* _What to work on_
Each record should be copied exactly into the answer, and no picture should go with it.

* _Material provided_
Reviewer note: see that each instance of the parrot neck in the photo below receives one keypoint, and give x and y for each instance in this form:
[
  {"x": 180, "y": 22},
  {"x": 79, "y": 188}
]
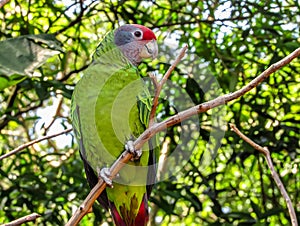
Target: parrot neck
[
  {"x": 108, "y": 53},
  {"x": 140, "y": 219}
]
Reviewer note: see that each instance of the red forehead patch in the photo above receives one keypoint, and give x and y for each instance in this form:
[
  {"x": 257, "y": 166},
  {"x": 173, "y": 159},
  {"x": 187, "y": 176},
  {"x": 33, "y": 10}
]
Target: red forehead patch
[{"x": 148, "y": 34}]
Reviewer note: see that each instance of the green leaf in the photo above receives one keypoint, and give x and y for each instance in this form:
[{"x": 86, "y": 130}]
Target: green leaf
[
  {"x": 22, "y": 55},
  {"x": 10, "y": 81}
]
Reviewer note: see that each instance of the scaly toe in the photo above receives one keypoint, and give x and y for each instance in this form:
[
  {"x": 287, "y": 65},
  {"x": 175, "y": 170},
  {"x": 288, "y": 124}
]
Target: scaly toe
[{"x": 104, "y": 173}]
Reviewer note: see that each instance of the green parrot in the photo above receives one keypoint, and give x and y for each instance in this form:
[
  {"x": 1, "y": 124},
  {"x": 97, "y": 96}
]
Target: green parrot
[{"x": 110, "y": 107}]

* _Finished exercise_
Reviewer note: see that each instance of the parrot neck in the photo below receives one keypoint, and give x and y for each instance in this form:
[
  {"x": 180, "y": 22},
  {"x": 79, "y": 188}
]
Target: parrot neck
[
  {"x": 108, "y": 53},
  {"x": 140, "y": 219}
]
Reviewer note: see that each instance of the red forehead patch in the photo above receives one keypoint, and give x and y for each instance in this form:
[
  {"x": 257, "y": 166},
  {"x": 173, "y": 159},
  {"x": 187, "y": 176},
  {"x": 33, "y": 10}
]
Target: red forehead patch
[{"x": 148, "y": 34}]
Reviewer note: see that each instance of the green leaf in the photo above receives one keypoint, and give x and y for each instance in this form:
[{"x": 86, "y": 130}]
Target: green leaf
[
  {"x": 22, "y": 55},
  {"x": 10, "y": 81}
]
Reviewer note: see that each instance of the scaly toe in the photo above receives one keypoint, and give x and y for each instance in this form:
[
  {"x": 287, "y": 65},
  {"x": 175, "y": 170},
  {"x": 288, "y": 124}
]
Target: scaly toe
[{"x": 104, "y": 173}]
Reviewer note: see that each instance of the green parrot in the photo above receives one keypoint, and give x and y for each instance in this form:
[
  {"x": 1, "y": 124},
  {"x": 97, "y": 96}
]
Target: green parrot
[{"x": 110, "y": 107}]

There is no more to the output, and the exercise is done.